__Work to do__. Count the lines in the listing below that contain the string "dandelion", treating uppercase and lowercase as different, and reply with the number alone.

>> BEGIN Information provided

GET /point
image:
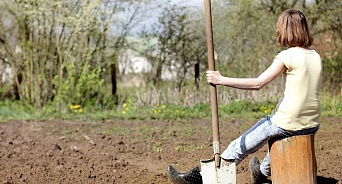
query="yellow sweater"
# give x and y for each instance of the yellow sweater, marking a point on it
(299, 108)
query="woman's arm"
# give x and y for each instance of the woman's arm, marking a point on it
(277, 67)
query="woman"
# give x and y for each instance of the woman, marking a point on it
(298, 110)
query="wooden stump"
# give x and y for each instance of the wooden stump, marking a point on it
(293, 160)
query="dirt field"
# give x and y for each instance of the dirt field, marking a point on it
(133, 151)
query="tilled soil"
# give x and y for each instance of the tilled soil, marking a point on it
(134, 151)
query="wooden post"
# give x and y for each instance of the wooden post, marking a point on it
(293, 160)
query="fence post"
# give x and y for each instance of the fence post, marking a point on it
(293, 160)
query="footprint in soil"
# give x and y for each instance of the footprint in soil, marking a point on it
(324, 180)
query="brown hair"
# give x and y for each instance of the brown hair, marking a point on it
(292, 29)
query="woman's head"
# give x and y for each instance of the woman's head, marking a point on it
(292, 29)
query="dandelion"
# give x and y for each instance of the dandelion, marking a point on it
(75, 106)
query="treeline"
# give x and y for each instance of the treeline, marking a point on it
(61, 51)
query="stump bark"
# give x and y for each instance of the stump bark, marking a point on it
(293, 160)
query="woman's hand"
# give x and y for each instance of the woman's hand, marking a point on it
(214, 77)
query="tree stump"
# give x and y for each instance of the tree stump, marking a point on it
(293, 160)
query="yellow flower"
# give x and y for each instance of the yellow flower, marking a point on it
(75, 106)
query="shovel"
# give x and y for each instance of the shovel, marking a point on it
(215, 170)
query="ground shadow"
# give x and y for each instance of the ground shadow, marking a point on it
(324, 180)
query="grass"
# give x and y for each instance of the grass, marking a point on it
(16, 110)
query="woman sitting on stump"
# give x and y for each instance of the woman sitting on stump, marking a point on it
(298, 110)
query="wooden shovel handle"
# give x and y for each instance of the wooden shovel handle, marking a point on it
(213, 92)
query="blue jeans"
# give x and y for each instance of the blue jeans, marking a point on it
(255, 138)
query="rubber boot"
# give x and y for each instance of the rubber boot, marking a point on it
(256, 175)
(191, 177)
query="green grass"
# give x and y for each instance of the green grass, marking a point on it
(15, 110)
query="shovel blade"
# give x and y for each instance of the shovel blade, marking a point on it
(225, 174)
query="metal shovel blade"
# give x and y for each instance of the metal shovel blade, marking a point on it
(224, 174)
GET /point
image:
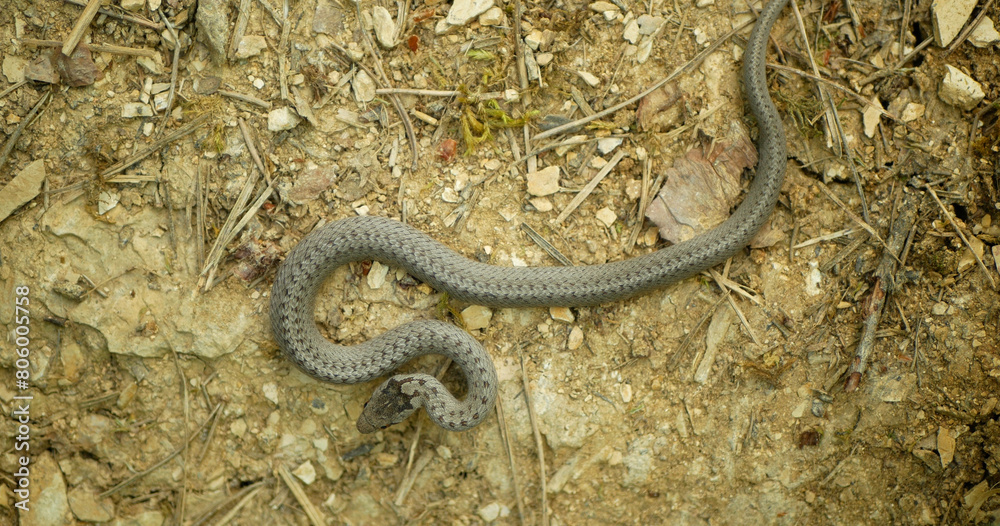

>> END Information provided

__Complete response__. 2